▶ _Stored records_
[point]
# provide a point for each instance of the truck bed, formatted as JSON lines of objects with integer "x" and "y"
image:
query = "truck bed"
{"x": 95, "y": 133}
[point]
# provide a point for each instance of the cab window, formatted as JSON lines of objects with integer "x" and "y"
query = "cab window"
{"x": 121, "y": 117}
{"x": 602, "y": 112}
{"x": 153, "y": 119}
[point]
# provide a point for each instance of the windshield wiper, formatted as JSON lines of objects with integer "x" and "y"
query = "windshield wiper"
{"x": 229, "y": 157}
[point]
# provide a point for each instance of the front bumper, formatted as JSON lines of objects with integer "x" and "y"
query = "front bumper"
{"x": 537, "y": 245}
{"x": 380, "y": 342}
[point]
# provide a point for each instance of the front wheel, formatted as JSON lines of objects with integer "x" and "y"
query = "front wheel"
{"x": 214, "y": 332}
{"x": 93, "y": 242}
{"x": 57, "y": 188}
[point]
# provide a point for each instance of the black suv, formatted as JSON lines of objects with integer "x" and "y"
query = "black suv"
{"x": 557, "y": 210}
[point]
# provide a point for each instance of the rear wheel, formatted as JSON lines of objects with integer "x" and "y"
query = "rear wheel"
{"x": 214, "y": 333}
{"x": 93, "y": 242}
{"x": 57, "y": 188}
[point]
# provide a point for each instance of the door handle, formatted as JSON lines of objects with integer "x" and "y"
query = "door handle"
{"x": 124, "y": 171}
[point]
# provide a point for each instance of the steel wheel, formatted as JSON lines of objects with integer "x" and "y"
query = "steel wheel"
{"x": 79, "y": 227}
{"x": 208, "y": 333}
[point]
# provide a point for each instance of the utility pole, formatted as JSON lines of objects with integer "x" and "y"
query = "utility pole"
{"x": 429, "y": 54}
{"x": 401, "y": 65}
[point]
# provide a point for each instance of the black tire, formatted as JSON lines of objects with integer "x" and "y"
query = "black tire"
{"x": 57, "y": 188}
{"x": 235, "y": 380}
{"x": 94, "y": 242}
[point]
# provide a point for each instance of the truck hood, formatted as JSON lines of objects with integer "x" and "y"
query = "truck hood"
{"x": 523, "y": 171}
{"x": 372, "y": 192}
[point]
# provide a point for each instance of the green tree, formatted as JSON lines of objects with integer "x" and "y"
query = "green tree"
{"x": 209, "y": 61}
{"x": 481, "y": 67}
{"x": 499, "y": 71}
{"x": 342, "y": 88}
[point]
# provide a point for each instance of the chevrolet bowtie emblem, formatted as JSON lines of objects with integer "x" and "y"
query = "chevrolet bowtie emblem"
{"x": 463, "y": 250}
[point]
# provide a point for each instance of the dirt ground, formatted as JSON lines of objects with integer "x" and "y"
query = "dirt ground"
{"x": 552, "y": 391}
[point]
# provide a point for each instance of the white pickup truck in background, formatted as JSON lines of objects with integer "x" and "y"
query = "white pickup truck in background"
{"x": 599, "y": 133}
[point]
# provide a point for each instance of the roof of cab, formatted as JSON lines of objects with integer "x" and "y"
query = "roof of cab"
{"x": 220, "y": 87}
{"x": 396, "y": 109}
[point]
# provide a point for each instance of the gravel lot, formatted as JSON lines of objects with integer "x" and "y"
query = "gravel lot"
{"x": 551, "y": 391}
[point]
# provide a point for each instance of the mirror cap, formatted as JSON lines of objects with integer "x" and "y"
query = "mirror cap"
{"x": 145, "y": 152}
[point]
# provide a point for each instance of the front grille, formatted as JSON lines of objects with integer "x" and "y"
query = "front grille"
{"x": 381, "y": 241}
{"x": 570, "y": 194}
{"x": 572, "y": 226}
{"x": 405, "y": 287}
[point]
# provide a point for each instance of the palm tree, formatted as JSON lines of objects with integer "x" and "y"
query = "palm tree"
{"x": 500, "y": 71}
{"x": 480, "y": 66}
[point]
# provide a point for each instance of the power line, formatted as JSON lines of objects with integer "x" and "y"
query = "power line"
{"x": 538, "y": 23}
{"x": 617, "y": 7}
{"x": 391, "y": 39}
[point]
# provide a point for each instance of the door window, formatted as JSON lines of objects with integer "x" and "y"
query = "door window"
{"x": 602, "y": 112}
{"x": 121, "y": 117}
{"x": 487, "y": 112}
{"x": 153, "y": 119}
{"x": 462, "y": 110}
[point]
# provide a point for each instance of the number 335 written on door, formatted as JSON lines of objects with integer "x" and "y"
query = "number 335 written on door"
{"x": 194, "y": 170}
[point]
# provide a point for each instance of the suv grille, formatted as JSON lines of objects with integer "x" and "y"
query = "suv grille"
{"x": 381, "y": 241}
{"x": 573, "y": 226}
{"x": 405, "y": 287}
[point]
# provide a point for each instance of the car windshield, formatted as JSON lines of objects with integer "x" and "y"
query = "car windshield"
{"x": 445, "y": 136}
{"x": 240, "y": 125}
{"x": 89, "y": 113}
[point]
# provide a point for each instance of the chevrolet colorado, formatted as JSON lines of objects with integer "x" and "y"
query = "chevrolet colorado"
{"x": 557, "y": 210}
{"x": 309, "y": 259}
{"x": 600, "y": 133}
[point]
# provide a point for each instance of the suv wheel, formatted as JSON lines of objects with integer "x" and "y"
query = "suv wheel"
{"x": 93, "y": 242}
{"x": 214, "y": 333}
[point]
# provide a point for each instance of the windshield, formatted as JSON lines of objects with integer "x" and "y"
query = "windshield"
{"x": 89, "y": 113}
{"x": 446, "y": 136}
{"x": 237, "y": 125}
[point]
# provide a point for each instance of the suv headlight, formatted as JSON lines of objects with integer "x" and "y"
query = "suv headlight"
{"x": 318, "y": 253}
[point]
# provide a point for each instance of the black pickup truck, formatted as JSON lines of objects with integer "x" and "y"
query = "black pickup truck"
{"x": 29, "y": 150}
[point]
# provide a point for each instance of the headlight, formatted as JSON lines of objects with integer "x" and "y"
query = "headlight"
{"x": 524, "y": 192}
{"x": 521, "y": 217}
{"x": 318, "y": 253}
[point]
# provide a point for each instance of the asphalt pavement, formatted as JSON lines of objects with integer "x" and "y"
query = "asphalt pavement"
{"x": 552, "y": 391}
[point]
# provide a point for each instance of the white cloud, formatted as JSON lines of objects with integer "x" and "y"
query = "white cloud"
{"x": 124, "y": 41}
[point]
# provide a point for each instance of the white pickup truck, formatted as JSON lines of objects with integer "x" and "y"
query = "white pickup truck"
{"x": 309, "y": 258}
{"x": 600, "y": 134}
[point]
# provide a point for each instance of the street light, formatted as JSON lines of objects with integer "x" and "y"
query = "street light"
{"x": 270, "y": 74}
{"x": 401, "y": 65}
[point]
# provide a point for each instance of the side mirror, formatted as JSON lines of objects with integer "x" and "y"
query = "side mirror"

▶ _PROMPT_
Please pick out every line in the listing above that contains the string "bowtie", and copy each of those lines.

▶ _RESPONSE_
# provide a point for each instance of the chevrolet bowtie emblem, formatted as JSON lines of objects with integer "x" and "y"
query = "chevrolet bowtie emblem"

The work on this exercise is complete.